* _Short task_:
Can you write out every line below again, requests included, with each point coordinate in the answers multiplied by 0.2 and rounded to a whole number, halves going up?

* _Part of a data file_:

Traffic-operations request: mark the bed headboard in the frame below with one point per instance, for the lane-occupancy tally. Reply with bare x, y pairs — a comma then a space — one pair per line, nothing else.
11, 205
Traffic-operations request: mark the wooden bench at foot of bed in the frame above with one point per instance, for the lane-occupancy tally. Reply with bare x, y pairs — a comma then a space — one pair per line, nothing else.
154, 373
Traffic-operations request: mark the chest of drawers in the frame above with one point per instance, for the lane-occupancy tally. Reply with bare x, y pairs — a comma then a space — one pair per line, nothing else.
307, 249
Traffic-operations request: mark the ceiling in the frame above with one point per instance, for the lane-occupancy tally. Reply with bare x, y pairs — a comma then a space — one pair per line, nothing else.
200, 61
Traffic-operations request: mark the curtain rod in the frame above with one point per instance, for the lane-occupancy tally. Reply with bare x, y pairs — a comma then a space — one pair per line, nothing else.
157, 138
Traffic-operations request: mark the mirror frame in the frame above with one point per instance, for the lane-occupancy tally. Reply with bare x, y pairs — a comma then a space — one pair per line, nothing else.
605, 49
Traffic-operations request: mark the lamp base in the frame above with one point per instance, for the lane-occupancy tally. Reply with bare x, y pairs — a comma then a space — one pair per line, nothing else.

* _The completed task_:
Traffic-operations request: mark the bed headboard in the frame below with one point per instance, for the lane-occupancy tally. Reply with bare x, y pairs — a comma then a space — one pair per line, nothing else.
2, 41
Traffic-operations request: mark the wooden bench at foot of bed in the frame above with one point per instance, for the lane-occupancy tally. Reply with bare x, y pairs — a comma then a space — one pair per line, nothing else.
31, 75
Traffic-operations request: mark the chest of drawers in the frame above with one point per instance, for the lane-occupancy tally. Reply with bare x, y pairs — a comma then a space — one pair per line, nothing else.
61, 50
Traffic-operations request: mark the ceiling in the frame above with one point per instance, for the lane-occupancy tally. Reply with bare x, y pairs — a comma then a space — one pair per line, nothing else.
40, 12
Traffic-operations request: mark the curtain rod in the frame above with one point per instance, for the lane-occupancy tally. Reply with bare x, y pairs — a comma then a space — one pair per line, nothing else.
31, 28
Traffic-operations request: mark the mirror frame in the frame above with one point per instance, for the lane-occupancy tally. Reply with bare x, y pairs — a comma then a space — one pair per line, nothing else.
121, 10
Traffic-operations request: mark the lamp base in the frame above with one point per instance, for the lane-occupancy tally. Reply with bare x, y pairs — a comma then a space — one pair per line, nothing else.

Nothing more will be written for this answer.